__Written task__:
Output, as a JSON list of strings with one string per line and blank lines omitted, the lines of the records from the line containing "flap, giving x and y for each instance?" through the line containing "sky, giving x and y for each instance?", both included.

===== Dataset content =====

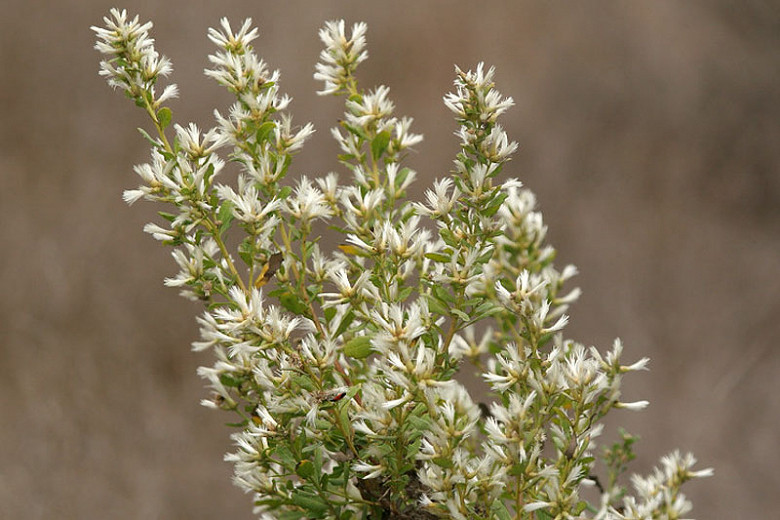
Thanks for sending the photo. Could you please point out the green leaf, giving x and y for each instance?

=====
===== Dataset content =====

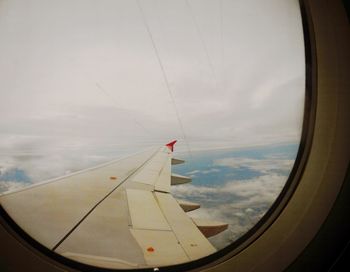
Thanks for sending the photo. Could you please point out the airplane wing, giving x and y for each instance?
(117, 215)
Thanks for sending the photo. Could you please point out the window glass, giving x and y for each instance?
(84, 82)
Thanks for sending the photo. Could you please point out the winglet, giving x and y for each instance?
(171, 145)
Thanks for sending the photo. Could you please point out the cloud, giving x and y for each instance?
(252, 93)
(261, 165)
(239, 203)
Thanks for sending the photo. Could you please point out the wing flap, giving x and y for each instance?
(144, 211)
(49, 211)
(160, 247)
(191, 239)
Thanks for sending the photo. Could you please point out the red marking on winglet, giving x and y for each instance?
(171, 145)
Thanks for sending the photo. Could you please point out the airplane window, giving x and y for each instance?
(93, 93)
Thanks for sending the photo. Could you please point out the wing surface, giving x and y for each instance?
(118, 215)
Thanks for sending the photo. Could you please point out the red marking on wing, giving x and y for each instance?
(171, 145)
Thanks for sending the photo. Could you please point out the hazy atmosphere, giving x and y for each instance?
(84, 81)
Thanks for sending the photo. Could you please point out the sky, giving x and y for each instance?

=====

__Task solution__:
[
  "Thanks for sending the photo. Could you please point out the wing flap, giving x and y for each instance?",
  "(144, 211)",
  "(49, 211)",
  "(160, 247)",
  "(191, 239)",
  "Thanks for sending the photo. Could you please point out the red marking on winglet, giving x and y for each instance?",
  "(171, 145)",
  "Thanks for sending the photo. Could you please point out the airplane window, giving x and y for each instance?",
  "(93, 93)",
  "Thanks for sending the photo. Could you please point out the wing surface, giving x and y for each instance?",
  "(118, 215)",
  "Thanks for sending the photo. Could you please point out the red marking on wing, giving x and y for each instance?",
  "(171, 145)",
  "Thanks for sending the photo. Could you please point out the hazy atmosphere, giving x and y for each instance?",
  "(84, 81)",
  "Thanks for sending the photo. Could you please point out the sky, giving x and y for each instance?"
]